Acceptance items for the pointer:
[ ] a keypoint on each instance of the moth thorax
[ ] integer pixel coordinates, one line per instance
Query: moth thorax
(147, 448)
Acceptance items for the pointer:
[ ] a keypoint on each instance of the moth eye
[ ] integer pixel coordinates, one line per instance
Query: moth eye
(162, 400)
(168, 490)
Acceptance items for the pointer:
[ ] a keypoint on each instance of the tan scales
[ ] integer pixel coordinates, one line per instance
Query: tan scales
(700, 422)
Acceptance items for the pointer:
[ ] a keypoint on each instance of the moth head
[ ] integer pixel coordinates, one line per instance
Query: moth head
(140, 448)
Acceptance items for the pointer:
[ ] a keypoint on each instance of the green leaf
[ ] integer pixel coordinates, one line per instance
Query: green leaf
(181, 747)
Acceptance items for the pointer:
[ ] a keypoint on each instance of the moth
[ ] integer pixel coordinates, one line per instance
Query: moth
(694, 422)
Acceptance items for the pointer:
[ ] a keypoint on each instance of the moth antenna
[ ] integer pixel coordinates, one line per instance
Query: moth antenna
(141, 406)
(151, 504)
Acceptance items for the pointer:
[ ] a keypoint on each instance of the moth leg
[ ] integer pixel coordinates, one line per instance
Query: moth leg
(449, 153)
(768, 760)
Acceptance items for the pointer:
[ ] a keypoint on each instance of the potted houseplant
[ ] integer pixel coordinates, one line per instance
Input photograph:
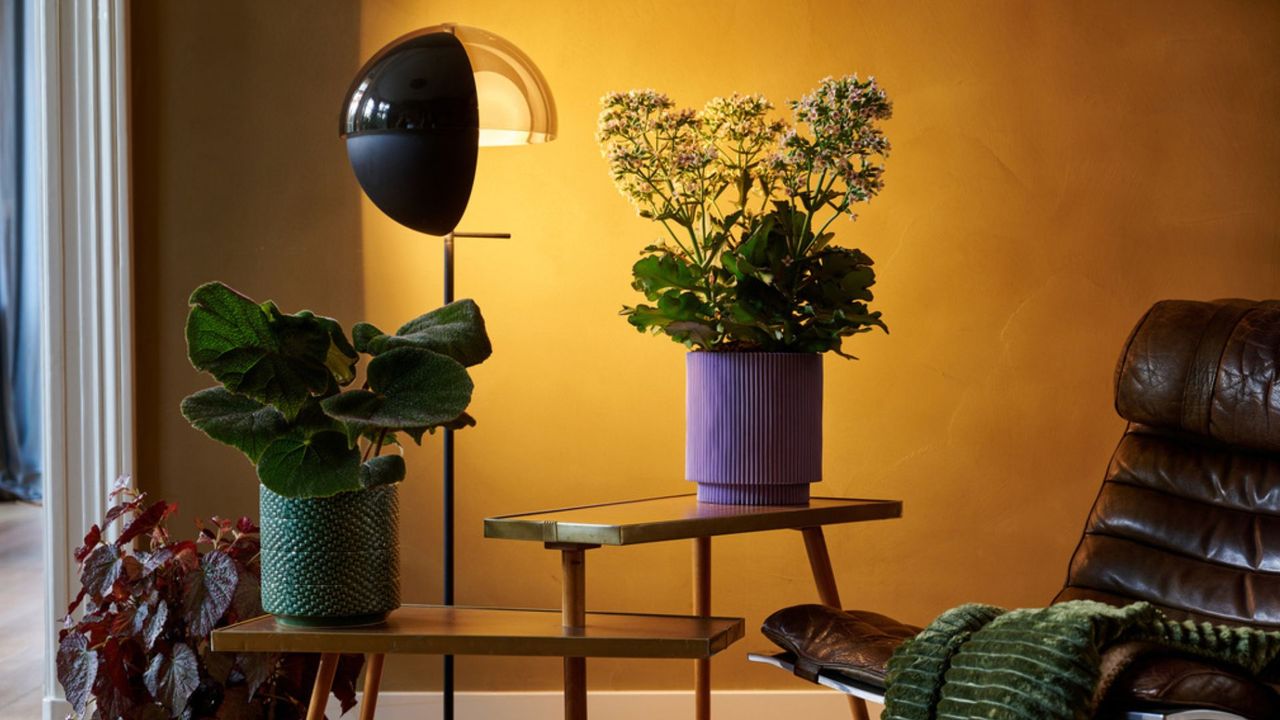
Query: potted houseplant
(324, 454)
(746, 274)
(140, 646)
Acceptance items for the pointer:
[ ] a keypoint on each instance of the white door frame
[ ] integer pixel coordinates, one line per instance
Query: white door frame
(78, 174)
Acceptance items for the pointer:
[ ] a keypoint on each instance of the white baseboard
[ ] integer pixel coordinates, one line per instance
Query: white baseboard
(55, 709)
(737, 705)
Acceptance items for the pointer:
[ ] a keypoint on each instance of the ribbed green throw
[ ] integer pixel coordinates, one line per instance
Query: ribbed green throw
(1041, 664)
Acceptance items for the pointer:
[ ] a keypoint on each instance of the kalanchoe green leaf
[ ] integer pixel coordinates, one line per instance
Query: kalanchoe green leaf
(659, 272)
(233, 419)
(255, 350)
(315, 465)
(456, 329)
(410, 388)
(382, 470)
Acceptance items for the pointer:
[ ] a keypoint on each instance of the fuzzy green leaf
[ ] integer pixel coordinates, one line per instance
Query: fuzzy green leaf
(315, 465)
(382, 470)
(233, 419)
(657, 273)
(456, 329)
(411, 388)
(341, 359)
(255, 350)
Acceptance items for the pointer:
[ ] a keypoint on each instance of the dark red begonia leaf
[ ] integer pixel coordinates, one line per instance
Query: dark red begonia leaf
(100, 569)
(247, 601)
(170, 679)
(91, 538)
(344, 679)
(208, 592)
(257, 668)
(114, 689)
(155, 625)
(77, 668)
(146, 522)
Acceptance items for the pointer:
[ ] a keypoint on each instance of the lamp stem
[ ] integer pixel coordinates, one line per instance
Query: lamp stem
(447, 691)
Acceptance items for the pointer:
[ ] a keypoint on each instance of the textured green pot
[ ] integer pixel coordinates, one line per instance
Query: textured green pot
(329, 561)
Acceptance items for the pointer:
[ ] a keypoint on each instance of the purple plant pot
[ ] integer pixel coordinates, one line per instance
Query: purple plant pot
(753, 425)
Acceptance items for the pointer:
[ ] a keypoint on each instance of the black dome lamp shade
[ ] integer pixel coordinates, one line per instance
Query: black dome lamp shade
(414, 119)
(420, 108)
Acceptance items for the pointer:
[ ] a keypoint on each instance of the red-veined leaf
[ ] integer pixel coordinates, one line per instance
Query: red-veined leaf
(208, 592)
(77, 669)
(170, 679)
(146, 522)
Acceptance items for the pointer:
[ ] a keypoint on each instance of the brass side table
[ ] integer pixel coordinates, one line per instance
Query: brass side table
(574, 531)
(434, 629)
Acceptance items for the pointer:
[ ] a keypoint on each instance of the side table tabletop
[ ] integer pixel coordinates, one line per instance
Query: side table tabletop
(574, 531)
(434, 629)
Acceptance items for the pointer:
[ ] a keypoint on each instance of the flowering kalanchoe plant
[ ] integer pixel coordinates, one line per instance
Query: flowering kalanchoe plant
(746, 203)
(147, 604)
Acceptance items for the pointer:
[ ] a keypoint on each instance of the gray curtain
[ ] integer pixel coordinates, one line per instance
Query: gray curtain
(19, 333)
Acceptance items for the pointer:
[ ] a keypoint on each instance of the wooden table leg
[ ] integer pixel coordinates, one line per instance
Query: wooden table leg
(373, 679)
(574, 615)
(703, 606)
(324, 682)
(824, 577)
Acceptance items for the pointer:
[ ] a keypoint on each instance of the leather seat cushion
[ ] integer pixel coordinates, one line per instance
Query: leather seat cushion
(1150, 678)
(854, 643)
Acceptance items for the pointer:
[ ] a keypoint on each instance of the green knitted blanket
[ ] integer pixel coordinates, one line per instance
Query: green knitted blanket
(1041, 664)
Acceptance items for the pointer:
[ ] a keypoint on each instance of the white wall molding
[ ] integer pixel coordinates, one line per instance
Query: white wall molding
(640, 705)
(78, 139)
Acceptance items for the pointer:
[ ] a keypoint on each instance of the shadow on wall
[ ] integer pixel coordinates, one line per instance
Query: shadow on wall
(240, 176)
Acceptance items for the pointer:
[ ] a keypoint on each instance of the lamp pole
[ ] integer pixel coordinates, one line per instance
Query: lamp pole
(447, 474)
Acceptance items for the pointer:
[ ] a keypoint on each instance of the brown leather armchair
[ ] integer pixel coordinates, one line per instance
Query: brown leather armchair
(1188, 519)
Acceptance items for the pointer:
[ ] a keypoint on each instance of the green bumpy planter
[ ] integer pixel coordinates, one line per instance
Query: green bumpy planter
(330, 561)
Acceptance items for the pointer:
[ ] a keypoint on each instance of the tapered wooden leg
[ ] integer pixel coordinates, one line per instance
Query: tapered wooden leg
(373, 679)
(703, 606)
(324, 682)
(574, 615)
(824, 577)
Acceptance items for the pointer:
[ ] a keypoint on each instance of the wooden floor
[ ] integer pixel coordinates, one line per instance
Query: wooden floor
(21, 619)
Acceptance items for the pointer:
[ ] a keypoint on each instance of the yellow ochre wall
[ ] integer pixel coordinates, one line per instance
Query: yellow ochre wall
(1056, 168)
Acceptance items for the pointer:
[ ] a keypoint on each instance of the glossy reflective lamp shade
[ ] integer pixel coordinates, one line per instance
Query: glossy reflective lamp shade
(420, 108)
(414, 119)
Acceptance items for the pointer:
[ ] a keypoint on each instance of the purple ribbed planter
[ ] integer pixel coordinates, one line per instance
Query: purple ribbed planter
(753, 425)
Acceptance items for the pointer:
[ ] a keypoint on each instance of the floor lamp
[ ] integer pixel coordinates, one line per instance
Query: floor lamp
(414, 119)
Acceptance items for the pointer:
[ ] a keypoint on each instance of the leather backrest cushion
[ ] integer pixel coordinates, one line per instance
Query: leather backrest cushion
(1193, 528)
(1206, 368)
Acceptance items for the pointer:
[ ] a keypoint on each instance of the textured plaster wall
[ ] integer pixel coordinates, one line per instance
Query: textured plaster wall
(1056, 168)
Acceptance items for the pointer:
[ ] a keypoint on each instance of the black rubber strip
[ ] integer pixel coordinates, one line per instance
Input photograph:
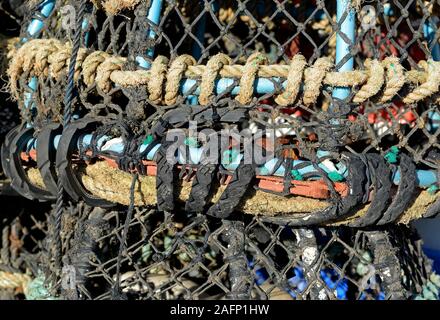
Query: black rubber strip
(46, 155)
(201, 188)
(434, 209)
(69, 179)
(381, 178)
(19, 178)
(234, 191)
(341, 208)
(405, 191)
(4, 152)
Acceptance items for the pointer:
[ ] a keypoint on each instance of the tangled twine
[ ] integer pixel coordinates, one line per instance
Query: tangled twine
(113, 7)
(384, 79)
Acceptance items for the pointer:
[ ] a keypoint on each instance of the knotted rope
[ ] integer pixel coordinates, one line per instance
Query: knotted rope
(381, 79)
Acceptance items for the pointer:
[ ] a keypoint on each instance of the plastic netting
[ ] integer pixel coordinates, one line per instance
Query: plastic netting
(264, 149)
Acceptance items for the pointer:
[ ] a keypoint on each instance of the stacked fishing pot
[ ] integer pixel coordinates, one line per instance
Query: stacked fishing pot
(223, 149)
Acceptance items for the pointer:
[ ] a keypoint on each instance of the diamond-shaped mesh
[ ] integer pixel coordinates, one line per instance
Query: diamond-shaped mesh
(356, 149)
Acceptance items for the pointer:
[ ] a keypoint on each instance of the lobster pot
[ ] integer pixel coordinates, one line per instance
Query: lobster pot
(224, 149)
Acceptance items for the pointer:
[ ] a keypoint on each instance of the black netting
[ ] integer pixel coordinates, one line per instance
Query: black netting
++++++++
## PROBLEM
Locate each line above that contains the string "shadow" and copy every such line in full.

## IN RESPONSE
[ ] a keypoint on each instance of the shadow on wall
Query: shadow on wall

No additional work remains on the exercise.